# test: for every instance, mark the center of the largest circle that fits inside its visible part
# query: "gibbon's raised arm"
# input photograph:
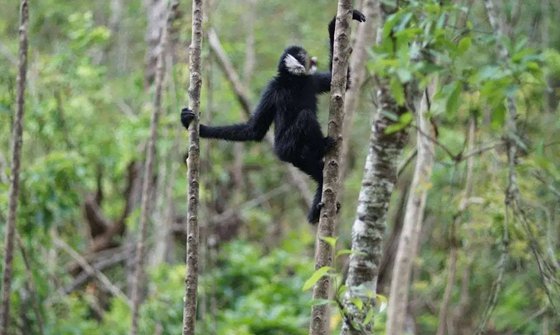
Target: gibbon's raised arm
(253, 130)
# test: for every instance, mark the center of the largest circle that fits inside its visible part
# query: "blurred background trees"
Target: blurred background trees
(88, 107)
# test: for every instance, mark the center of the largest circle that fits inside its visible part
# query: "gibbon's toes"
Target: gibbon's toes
(358, 16)
(187, 116)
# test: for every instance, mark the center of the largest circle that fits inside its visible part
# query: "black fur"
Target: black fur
(290, 101)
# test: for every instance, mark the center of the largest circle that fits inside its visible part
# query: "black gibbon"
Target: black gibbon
(290, 101)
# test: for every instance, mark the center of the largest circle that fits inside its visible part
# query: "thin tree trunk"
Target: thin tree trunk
(365, 38)
(452, 261)
(138, 279)
(193, 163)
(323, 250)
(408, 245)
(155, 10)
(380, 174)
(17, 142)
(295, 176)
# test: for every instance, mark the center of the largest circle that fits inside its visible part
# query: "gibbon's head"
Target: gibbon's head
(295, 61)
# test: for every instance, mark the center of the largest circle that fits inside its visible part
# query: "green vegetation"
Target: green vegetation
(87, 122)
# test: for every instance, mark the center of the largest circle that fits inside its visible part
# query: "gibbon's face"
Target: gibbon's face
(297, 62)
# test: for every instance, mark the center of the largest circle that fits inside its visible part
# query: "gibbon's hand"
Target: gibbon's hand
(187, 116)
(358, 16)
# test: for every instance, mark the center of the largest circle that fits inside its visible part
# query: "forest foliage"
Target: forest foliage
(87, 123)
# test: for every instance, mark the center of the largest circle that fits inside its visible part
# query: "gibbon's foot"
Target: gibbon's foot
(314, 212)
(358, 16)
(187, 116)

--- What is being asked ---
Leaving all pictures aside, quote each record exactly.

--- Written response ---
# test: for every instance, mark the center of the largest circle that fits inside its visible part
# query: "gibbon's raised arm"
# input photograph:
Target: gibbon's raised arm
(253, 130)
# test: for every instance, mark the center of the largest circle that fits inside its visible part
# query: "blurred background trees"
Target: blurred background trees
(88, 107)
# test: for every instance, mark the center of the largest circle that fits inside its visible part
# query: "gibbon's toes"
Target: gibbon's toes
(358, 16)
(187, 116)
# test: for every instance, mark the center of the largest circle that fits inside its visible part
# query: "black fur"
Target: black fur
(290, 101)
# test: for every instance, mark the center of the largest circle that fits inside its visible part
# query: "black gibbon"
Target: black gibbon
(290, 101)
# test: for every instance, mark the center of the largest circle that fits inside its visible part
# query: "thin tree trunk"
Target: thin tree trunk
(365, 38)
(452, 261)
(138, 279)
(193, 163)
(323, 250)
(408, 245)
(155, 10)
(380, 174)
(17, 142)
(295, 176)
# test: for every instance, mark the center of the largest circle that fits inside its visible part
# query: "gibbon's head"
Target: gibbon's head
(295, 61)
# test: for every instance, mark the center of the largest circle that fits inside its visible part
# query: "green vegetation"
Target: green vegetation
(87, 122)
# test: for every instance, mark the center of the largest circle that fits inside its visible part
# query: "gibbon's face"
Target: gibbon's face
(297, 62)
# test: for every instance, mark the center of the largest circle that fits inside its visible part
# query: "gibbon's hand"
Target: gibbon's hand
(187, 116)
(358, 16)
# test: for every instance, mark the center of the largest circle that fits inside its visible part
# query: "forest foliage"
Target: forest foliage
(87, 123)
# test: for every instance, mark the center of the largest circle that fits inside its visible part
# query: "gibbon's foot"
Target: gibbon's foot
(314, 212)
(358, 16)
(187, 116)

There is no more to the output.